**Document section**
Browsing Tag

dead

Binders, Forgiveness, Guest Posts

Friending the Dead

July 22, 2015

By Suzanne Roberts

When the friend request comes in, the mind’s rolodex immediately places the name with the pinkish face, red hair, and tooth-gapped smile.  With a shaky hand, I click over and see it on his wall: RIP Kenny Williams. A cousin, or perhaps one of his children, saw we have mutual friends. Maybe my name came up in the drop-down menu under People You May Know because we went to the same junior high, listed the same hometown. Alive on Facebook, but dead.

There’s relief and something approaching happy. What’s wrong with me? It’s been more than 30 years since I’ve seen him.

***

The junior high classroom is arranged by last name, so Mr. Ballard, the ancient Life Sciences teacher, can remember who’s who.  R gets seated next to W. And we are required to share a worm, a frog, and a fetal pig with our partner during dissections. My partner, Kenny Williams, is far more interested in scrambling the frog’s guts, pulling out the fetal pig’s heart to mash between his fingers, and seeing if the giant worm will stick to my curly hair.

And that’s the best of it.

Between botched dissections, Kenny whispers, “I bet you don’t know what a blow job is?”

**Items**
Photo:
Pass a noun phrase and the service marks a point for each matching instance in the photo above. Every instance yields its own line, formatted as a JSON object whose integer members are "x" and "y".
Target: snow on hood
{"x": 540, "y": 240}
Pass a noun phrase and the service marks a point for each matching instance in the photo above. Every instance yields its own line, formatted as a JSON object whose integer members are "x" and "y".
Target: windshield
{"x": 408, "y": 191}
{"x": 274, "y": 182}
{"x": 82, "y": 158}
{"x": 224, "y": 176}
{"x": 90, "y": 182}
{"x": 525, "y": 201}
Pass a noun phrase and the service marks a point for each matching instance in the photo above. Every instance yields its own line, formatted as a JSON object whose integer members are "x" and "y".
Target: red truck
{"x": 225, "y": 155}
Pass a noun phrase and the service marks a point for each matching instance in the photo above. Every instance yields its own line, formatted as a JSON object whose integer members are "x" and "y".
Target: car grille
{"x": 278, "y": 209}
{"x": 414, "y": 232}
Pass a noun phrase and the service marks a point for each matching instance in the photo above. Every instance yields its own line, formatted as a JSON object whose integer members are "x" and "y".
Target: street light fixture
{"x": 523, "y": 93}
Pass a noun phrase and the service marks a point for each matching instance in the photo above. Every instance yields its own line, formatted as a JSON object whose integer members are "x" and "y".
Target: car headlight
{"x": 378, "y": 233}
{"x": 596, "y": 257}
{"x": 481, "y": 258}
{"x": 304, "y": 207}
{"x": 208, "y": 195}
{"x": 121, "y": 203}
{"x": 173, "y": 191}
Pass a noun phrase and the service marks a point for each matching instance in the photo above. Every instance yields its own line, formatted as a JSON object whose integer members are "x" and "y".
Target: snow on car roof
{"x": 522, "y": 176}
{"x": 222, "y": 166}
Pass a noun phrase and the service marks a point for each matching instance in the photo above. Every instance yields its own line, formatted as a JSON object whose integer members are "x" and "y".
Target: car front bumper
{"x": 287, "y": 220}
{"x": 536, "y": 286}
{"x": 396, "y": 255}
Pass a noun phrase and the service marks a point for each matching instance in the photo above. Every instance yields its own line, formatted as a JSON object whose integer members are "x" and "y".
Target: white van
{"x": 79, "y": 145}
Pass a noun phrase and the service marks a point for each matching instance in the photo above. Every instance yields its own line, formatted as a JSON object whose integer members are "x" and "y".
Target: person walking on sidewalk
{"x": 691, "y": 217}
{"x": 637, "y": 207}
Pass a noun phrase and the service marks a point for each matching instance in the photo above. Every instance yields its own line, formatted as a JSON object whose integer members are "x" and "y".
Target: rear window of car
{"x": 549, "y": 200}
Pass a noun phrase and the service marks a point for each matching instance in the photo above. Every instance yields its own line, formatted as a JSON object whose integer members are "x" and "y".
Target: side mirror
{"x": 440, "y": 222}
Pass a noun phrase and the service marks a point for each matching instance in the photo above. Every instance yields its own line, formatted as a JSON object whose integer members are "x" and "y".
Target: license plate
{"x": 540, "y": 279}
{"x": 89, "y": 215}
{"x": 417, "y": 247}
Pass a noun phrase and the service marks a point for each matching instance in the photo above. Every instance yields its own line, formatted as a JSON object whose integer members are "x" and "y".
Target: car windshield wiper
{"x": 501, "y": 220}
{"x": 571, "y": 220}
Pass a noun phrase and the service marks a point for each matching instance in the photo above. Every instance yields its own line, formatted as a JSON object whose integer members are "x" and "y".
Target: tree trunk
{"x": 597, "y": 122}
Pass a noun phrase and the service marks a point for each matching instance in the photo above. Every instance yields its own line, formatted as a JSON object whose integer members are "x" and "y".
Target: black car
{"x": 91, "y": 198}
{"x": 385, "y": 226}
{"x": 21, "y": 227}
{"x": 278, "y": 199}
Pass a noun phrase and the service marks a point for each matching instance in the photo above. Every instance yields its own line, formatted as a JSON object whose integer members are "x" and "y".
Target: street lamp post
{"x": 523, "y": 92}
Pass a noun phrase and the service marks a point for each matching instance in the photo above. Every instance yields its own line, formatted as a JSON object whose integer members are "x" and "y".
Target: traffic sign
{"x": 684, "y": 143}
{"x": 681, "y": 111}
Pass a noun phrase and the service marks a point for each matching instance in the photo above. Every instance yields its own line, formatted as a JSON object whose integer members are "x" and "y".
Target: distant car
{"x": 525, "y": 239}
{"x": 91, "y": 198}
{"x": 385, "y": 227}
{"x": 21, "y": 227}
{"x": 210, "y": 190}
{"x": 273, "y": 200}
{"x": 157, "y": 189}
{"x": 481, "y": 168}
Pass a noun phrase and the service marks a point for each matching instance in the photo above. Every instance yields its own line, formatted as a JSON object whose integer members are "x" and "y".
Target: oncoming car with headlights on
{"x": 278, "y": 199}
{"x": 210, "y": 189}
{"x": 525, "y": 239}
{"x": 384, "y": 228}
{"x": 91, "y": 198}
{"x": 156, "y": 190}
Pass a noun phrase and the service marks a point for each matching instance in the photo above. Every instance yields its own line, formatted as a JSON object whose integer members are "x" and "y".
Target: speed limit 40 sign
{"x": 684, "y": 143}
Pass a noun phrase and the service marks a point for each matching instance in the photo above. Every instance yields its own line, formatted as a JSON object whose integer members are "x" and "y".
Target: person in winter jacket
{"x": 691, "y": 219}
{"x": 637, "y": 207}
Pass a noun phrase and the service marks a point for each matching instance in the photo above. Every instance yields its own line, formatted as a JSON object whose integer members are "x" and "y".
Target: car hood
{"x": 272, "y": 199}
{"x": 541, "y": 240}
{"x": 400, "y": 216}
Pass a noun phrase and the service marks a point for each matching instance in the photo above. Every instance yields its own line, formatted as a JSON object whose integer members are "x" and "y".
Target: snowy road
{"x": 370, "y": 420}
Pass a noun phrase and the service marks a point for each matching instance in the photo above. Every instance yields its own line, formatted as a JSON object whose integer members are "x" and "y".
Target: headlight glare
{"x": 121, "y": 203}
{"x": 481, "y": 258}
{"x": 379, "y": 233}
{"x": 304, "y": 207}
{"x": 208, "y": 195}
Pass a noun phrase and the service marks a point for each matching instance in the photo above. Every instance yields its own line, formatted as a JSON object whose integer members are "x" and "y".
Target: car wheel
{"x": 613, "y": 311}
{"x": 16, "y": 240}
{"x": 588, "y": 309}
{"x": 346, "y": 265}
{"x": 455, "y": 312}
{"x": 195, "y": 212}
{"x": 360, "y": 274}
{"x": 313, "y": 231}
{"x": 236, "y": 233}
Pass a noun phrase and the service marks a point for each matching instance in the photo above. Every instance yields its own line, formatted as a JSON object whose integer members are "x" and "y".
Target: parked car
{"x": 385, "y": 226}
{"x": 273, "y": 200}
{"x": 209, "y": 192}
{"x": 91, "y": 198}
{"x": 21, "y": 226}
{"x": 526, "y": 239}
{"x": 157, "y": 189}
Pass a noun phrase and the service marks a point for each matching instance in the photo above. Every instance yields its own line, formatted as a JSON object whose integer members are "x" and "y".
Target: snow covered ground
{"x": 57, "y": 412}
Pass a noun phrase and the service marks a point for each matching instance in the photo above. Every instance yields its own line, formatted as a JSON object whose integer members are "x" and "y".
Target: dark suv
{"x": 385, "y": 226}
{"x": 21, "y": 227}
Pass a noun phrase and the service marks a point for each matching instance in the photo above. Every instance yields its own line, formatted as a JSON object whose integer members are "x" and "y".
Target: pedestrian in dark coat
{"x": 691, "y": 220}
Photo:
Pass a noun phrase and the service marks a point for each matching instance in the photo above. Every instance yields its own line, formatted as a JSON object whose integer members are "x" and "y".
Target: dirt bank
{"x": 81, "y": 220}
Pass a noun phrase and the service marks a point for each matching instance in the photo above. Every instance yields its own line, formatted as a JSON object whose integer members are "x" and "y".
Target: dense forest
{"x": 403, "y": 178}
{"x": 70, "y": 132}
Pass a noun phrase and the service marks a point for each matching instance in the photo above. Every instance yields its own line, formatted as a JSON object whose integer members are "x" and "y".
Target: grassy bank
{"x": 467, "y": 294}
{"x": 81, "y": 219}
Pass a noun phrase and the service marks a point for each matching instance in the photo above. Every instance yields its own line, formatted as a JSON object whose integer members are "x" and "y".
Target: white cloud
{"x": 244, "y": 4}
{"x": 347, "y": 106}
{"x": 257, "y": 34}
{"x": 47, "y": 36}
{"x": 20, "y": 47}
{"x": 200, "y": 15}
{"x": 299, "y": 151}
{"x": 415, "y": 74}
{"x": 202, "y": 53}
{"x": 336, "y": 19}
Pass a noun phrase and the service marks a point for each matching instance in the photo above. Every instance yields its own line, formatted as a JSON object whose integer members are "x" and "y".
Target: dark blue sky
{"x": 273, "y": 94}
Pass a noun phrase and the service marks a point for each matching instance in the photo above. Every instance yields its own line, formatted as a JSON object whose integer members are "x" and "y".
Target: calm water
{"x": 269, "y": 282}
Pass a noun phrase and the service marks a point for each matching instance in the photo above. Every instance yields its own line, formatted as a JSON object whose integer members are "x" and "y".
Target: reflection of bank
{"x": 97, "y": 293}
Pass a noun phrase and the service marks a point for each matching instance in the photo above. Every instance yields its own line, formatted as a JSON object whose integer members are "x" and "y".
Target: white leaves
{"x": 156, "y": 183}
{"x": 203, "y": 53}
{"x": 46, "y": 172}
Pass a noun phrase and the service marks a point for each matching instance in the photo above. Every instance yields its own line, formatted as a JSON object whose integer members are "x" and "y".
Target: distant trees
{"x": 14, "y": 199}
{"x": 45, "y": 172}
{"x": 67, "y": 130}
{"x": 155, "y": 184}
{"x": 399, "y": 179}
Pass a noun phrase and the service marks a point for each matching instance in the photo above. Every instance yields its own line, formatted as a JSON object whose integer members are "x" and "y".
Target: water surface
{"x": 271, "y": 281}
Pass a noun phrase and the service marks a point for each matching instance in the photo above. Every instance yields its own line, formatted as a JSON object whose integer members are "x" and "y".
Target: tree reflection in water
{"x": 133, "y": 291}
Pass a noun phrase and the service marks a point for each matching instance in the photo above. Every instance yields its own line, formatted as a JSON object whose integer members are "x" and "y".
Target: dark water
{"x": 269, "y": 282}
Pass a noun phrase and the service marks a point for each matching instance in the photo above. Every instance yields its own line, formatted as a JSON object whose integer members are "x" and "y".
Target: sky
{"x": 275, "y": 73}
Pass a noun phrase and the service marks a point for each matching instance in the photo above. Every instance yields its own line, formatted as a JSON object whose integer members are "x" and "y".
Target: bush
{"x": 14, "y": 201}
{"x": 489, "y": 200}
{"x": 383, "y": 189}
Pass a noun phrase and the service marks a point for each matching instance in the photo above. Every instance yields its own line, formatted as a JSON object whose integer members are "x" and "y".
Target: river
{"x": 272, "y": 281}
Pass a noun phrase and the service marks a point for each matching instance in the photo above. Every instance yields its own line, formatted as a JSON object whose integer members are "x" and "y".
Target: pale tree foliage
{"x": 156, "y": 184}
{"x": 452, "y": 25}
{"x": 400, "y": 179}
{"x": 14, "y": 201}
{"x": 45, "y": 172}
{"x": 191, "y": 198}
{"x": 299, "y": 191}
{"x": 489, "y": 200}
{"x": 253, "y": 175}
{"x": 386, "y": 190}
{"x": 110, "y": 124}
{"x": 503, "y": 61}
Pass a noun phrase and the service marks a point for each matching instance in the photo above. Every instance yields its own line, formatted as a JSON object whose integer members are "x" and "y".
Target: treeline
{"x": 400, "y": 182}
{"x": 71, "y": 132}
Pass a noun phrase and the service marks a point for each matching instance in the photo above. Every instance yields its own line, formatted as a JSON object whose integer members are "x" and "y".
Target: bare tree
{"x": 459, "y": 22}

**To be done**
**A.** Please write out everything from "The junior high" down to "best of it." in the essay about friending the dead, word for word.
**B.** Pull out each line of the entries that contains the string "sign".

**Solutions to the tasks**
**A.**
The junior high classroom is arranged by last name, so Mr. Ballard, the ancient Life Sciences teacher, can remember who’s who.  R gets seated next to W. And we are required to share a worm, a frog, and a fetal pig with our partner during dissections. My partner, Kenny Williams, is far more interested in scrambling the frog’s guts, pulling out the fetal pig’s heart to mash between his fingers, and seeing if the giant worm will stick to my curly hair.

And that’s the best of it.

**B.**
Target: traffic sign
Target: speed limit 40 sign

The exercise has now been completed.